Challenge:
Copy out the lines from the one containing "of the power" through the end of the rows, substituting "marker" for each "keypoint" and leaving everything else unchanged.
#### Recorded information
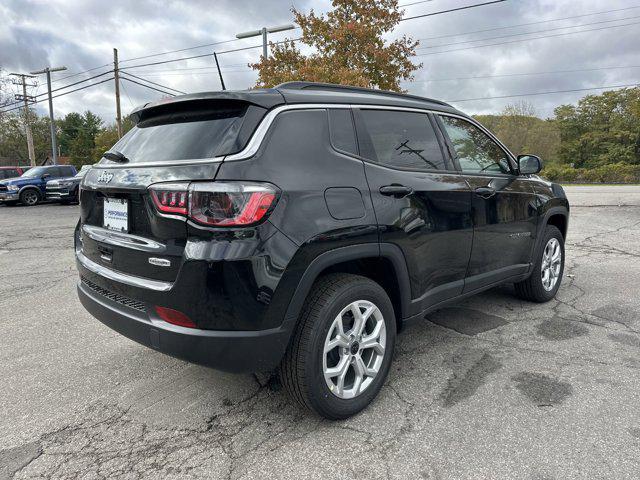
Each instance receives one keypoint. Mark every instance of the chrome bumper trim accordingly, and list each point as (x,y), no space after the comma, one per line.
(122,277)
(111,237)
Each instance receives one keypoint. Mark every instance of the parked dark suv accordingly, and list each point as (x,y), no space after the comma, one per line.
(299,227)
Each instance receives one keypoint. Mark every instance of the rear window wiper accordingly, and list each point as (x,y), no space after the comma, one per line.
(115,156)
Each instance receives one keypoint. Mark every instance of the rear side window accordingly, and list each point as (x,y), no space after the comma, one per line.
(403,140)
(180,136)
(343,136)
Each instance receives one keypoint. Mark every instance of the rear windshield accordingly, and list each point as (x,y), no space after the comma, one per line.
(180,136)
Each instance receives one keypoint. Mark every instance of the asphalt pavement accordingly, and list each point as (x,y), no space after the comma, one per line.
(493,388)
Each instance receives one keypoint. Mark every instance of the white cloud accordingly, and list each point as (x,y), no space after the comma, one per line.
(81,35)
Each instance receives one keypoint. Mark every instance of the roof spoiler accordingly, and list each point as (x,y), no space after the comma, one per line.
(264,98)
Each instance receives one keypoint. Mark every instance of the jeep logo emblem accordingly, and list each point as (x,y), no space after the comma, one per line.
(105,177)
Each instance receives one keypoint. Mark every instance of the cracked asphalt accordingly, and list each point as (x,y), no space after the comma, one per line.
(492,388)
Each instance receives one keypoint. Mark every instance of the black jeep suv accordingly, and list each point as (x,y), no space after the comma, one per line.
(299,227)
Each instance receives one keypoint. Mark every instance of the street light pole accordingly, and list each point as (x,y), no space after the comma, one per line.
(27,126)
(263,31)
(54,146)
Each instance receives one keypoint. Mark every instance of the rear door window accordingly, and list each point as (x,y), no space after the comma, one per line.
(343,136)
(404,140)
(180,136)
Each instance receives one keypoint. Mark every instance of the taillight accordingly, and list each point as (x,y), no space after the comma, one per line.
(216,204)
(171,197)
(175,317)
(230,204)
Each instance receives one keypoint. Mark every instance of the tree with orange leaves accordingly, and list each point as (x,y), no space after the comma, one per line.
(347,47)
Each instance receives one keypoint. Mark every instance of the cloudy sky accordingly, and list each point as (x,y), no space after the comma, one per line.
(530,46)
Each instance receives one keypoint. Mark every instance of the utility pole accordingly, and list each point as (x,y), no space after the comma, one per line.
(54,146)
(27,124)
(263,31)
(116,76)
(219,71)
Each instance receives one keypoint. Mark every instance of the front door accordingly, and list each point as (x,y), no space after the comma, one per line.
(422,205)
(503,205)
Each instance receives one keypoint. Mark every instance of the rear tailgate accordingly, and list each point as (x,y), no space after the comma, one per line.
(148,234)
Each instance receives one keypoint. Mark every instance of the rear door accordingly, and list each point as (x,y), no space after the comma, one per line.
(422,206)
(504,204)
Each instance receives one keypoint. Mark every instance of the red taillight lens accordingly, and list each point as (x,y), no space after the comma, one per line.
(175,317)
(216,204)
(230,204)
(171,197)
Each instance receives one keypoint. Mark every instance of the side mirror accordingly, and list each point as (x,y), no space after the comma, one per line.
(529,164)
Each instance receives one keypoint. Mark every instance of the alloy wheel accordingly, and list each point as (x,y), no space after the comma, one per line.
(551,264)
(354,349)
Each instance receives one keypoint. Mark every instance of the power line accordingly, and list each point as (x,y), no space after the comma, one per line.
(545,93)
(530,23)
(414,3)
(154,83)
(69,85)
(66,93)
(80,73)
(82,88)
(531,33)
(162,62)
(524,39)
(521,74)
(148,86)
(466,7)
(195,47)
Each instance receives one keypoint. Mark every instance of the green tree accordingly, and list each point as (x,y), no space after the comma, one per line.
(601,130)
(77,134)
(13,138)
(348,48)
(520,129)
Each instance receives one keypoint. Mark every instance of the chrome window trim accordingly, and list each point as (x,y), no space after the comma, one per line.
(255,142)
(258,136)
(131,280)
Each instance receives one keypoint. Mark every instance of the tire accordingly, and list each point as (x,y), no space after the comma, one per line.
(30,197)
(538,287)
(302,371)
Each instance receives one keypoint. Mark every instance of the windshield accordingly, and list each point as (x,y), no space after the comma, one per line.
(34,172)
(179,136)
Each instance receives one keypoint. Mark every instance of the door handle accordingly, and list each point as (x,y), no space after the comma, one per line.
########
Exercise result:
Each instance receives one marker. Mark every instance of the power line accordingly, and list each point as (x,y), no space after the comma, one per line.
(545,93)
(530,23)
(414,3)
(154,83)
(69,85)
(66,93)
(80,73)
(82,88)
(531,33)
(162,62)
(524,39)
(521,74)
(148,86)
(466,7)
(195,47)
Each instance receives one marker. Mark every instance of the green tree accordingly, and list each point as (x,y), no space after the comma, one per line.
(601,130)
(77,134)
(13,138)
(348,48)
(520,129)
Each instance receives one marker. Mark every instance of the chrome window trim accordingly, and list each point as (x,y), no space after the comma, one per line.
(255,142)
(258,136)
(131,280)
Each instance receives one marker. Mark every instance of the tire accordingly, and list each point as (x,y), no space after the comma, one per line.
(30,197)
(538,287)
(302,371)
Each instance receives one marker. Mark every instance of the windshield accordingly, and list each point as (x,y), no space after the comma, one per line.
(34,172)
(179,136)
Each instance receives one marker. Mark every instance of the door handle accordingly, and list each point as (x,y), no space after the comma, one per line.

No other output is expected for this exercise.